What the task requires: Exactly how many lines in this data contain the word "helmet"? Only the number should be given.

** Given data follows **

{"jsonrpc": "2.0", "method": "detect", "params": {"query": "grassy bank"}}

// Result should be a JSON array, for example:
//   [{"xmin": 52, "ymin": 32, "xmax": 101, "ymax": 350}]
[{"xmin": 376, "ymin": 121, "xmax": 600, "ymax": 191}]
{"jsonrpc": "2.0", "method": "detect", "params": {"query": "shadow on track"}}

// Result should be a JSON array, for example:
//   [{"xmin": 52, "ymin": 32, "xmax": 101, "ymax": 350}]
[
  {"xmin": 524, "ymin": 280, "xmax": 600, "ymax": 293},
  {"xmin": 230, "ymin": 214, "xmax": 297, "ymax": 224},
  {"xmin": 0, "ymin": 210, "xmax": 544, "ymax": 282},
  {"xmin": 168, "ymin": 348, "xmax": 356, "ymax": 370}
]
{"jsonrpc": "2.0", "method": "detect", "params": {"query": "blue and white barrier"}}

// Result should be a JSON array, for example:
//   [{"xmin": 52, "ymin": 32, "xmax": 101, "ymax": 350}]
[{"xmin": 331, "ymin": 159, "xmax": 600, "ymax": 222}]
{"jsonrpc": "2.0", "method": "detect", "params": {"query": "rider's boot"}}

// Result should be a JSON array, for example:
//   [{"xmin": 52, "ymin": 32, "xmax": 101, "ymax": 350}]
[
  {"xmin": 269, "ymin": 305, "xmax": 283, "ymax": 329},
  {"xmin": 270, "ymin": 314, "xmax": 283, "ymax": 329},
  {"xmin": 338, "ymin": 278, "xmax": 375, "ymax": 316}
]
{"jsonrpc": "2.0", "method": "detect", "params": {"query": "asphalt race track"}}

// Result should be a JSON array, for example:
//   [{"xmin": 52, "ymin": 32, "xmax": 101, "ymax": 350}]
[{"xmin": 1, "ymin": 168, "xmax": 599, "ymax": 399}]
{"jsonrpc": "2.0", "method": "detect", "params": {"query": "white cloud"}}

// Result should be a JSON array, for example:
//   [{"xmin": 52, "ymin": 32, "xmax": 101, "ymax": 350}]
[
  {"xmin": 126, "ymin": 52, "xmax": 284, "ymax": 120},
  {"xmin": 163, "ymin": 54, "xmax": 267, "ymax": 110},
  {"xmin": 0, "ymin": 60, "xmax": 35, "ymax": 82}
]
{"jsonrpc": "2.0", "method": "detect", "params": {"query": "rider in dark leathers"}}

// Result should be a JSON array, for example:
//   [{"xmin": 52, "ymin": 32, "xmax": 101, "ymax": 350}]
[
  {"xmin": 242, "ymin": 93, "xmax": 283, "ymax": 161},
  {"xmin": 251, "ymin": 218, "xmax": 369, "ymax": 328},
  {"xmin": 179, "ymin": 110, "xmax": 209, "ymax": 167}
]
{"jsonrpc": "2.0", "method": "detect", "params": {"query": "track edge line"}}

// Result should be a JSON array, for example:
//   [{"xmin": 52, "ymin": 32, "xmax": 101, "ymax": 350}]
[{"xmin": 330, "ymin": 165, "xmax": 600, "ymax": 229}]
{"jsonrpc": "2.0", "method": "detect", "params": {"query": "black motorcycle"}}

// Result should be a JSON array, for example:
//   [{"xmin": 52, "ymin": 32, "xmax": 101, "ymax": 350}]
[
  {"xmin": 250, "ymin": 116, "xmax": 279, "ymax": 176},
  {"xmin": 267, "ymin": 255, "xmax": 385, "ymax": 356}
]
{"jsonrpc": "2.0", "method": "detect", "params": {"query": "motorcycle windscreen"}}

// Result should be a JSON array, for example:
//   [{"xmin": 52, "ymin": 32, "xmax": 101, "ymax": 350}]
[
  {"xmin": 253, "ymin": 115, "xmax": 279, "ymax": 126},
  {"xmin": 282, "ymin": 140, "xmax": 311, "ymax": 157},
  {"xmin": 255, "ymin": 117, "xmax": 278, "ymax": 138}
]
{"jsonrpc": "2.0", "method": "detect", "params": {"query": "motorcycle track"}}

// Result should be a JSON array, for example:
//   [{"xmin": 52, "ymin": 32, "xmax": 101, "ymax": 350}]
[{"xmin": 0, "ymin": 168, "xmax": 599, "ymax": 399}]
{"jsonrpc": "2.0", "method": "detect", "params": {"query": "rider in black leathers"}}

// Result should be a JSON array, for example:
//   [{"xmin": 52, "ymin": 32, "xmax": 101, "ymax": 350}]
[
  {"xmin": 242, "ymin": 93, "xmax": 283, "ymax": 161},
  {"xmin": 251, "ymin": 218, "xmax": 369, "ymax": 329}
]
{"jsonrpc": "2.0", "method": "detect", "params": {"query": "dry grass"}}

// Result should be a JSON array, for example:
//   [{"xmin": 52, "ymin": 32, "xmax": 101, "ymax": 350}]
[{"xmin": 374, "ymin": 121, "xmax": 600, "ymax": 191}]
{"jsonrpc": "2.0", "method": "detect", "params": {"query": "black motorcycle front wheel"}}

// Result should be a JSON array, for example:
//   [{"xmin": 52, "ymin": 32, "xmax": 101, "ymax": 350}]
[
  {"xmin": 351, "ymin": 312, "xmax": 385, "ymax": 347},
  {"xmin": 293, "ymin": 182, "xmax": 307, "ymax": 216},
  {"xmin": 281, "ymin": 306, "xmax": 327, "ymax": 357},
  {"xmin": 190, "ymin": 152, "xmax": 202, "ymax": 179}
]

** End of Given data **
** Given data follows **

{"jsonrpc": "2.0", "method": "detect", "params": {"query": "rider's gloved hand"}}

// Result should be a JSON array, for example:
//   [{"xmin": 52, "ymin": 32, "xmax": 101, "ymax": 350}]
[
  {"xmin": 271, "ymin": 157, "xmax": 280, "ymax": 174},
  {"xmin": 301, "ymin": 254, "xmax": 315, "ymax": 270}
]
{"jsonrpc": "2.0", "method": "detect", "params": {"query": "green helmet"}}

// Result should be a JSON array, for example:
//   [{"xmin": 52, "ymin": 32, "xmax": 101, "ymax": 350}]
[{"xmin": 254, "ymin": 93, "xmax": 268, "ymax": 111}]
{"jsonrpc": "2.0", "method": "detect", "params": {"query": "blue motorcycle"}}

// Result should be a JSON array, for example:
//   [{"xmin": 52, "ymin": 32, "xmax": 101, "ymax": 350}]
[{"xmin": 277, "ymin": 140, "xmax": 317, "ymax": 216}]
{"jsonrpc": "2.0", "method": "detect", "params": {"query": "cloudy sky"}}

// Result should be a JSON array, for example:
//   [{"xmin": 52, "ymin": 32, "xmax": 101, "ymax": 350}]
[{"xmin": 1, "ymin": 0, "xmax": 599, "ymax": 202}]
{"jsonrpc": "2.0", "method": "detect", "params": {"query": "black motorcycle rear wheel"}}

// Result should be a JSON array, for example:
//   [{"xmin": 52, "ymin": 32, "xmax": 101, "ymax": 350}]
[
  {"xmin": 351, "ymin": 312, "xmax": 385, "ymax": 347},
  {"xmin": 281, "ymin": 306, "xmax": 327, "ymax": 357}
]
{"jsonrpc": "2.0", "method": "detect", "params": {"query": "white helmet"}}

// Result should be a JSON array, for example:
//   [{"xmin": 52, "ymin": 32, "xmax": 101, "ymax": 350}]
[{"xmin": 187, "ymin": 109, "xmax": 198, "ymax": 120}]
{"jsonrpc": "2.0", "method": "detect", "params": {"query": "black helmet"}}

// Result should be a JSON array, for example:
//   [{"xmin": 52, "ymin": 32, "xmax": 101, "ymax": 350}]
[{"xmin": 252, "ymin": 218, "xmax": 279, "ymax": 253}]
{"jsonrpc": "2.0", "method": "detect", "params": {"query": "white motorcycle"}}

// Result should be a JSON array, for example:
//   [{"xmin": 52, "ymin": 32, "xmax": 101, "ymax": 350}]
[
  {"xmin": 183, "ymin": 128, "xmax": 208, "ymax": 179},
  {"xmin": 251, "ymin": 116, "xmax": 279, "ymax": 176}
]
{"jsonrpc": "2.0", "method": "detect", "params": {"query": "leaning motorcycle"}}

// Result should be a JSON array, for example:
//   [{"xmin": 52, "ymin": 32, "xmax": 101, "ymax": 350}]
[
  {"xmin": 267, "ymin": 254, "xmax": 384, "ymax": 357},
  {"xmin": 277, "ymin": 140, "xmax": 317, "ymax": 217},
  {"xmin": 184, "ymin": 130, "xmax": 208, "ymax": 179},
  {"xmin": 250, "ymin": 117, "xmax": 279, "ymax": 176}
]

** End of Given data **

Final answer: 3